>> Start ENTRIES SHOWN
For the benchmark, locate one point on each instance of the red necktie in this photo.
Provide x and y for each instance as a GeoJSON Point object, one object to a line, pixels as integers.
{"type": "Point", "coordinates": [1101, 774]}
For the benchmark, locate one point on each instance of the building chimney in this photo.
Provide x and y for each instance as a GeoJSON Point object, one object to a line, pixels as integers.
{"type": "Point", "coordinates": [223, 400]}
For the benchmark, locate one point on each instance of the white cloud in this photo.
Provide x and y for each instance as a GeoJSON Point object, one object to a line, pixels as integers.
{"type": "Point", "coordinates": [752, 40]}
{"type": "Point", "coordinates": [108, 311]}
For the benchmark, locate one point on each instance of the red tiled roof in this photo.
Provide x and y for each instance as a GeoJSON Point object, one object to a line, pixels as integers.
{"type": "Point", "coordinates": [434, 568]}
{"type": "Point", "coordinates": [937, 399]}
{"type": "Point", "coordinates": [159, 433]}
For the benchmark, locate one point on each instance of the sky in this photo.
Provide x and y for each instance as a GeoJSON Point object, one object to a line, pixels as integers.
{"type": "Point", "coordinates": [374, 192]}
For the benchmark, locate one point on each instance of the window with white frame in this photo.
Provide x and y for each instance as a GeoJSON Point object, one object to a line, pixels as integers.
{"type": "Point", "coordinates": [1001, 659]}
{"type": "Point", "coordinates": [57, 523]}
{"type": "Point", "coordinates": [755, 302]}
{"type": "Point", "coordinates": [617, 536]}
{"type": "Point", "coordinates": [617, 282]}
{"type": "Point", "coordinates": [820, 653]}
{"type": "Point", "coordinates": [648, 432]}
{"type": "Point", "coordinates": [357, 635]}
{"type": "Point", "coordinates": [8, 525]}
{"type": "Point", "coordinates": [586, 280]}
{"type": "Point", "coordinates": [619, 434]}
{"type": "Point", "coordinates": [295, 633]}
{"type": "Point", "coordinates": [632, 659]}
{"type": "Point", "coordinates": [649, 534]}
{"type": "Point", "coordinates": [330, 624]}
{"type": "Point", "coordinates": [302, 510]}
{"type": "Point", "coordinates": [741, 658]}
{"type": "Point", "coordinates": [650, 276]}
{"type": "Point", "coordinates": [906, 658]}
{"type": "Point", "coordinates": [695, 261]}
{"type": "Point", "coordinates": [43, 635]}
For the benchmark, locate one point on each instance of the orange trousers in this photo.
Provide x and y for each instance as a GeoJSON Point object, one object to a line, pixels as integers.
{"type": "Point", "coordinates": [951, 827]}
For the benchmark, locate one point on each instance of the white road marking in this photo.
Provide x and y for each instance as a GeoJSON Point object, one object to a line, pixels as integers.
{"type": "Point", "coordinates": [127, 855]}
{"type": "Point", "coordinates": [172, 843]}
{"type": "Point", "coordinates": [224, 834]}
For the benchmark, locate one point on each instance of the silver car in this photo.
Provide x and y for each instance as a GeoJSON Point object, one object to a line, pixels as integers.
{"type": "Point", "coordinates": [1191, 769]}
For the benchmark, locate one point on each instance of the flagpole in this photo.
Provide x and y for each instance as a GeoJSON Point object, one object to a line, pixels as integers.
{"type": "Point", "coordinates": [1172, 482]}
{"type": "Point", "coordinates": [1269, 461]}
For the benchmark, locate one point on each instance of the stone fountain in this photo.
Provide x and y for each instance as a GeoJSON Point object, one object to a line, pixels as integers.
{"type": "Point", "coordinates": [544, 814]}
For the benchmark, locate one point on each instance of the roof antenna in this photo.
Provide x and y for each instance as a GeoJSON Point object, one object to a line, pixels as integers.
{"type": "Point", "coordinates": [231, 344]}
>> End ENTRIES SHOWN
• YOUR GOAL: Can you quote all of the entries above word for word, with no changes?

• SOLUTION FOR THIS TASK:
For the benchmark, locate one point on each instance of the red necktie in this photo.
Provide x and y for each instance as a GeoJSON Point object, one object to a line, pixels as integers.
{"type": "Point", "coordinates": [1101, 774]}
For the benchmark, locate one point on each instance of the building chimney in this photo.
Provide x and y for each instance as a GeoJSON Point object, one object to a line, pixels as integers.
{"type": "Point", "coordinates": [223, 400]}
For the benchmark, locate one point on each instance of the white cloud in this photo.
Provide x and y for each instance as a GeoJSON Point object, one object to a line, pixels as integers.
{"type": "Point", "coordinates": [752, 40]}
{"type": "Point", "coordinates": [108, 311]}
For the benchmark, locate one point on each instance of the red tiled roof in this photo.
Provide x and y for each instance as a GeoJSON Point object, one object to a line, pixels as integers.
{"type": "Point", "coordinates": [434, 568]}
{"type": "Point", "coordinates": [937, 399]}
{"type": "Point", "coordinates": [159, 433]}
For the benchmark, locate one point on each instance of the sky in this photo.
Provide x and y for each instance as a GeoJSON Point object, one object to a line, pixels as integers.
{"type": "Point", "coordinates": [374, 192]}
For the benchmark, locate one point on each instance of the window with white frame in this photo.
Provide x and y for each instance as a GeoJSON Point object, one object to a line, pixels as integers.
{"type": "Point", "coordinates": [1001, 659]}
{"type": "Point", "coordinates": [57, 523]}
{"type": "Point", "coordinates": [755, 302]}
{"type": "Point", "coordinates": [617, 536]}
{"type": "Point", "coordinates": [617, 282]}
{"type": "Point", "coordinates": [820, 653]}
{"type": "Point", "coordinates": [648, 432]}
{"type": "Point", "coordinates": [357, 635]}
{"type": "Point", "coordinates": [8, 525]}
{"type": "Point", "coordinates": [586, 280]}
{"type": "Point", "coordinates": [619, 434]}
{"type": "Point", "coordinates": [295, 633]}
{"type": "Point", "coordinates": [632, 659]}
{"type": "Point", "coordinates": [649, 534]}
{"type": "Point", "coordinates": [330, 624]}
{"type": "Point", "coordinates": [302, 510]}
{"type": "Point", "coordinates": [741, 658]}
{"type": "Point", "coordinates": [650, 276]}
{"type": "Point", "coordinates": [906, 658]}
{"type": "Point", "coordinates": [695, 261]}
{"type": "Point", "coordinates": [43, 635]}
For the benchmark, locate one point on each instance of the orange trousers in this photo.
Provide x and y for each instance as a GeoJSON Point object, one object to a line, pixels as integers.
{"type": "Point", "coordinates": [951, 827]}
For the benchmark, locate one point on each instance of the white road marking in this photo.
Provide x and y for each instance as a GeoJSON Point object, one object to a line, pixels as integers.
{"type": "Point", "coordinates": [127, 855]}
{"type": "Point", "coordinates": [172, 843]}
{"type": "Point", "coordinates": [224, 834]}
For the benchmark, locate one point on each instance of the silver car in this photo.
Provide x and y for each instance as a GeoJSON Point object, one object to a line, pixels as integers.
{"type": "Point", "coordinates": [1191, 769]}
For the benchmark, locate one point on each instance of the flagpole in this photo.
Provide x and y for each instance as a GeoJSON Point object, one object to a line, pixels as integers.
{"type": "Point", "coordinates": [1172, 482]}
{"type": "Point", "coordinates": [1269, 461]}
For the benchmark, locate one point on each instance of the stone fountain in this photo.
Provide x and y for each instance as a GeoJSON Point object, one object to a line, pixels as integers.
{"type": "Point", "coordinates": [544, 814]}
For the benchmark, locate one point on each instance of the roof antenna in this photo.
Provide x and y for each instance as a GeoJSON Point object, one object to a line, pixels as integers.
{"type": "Point", "coordinates": [231, 344]}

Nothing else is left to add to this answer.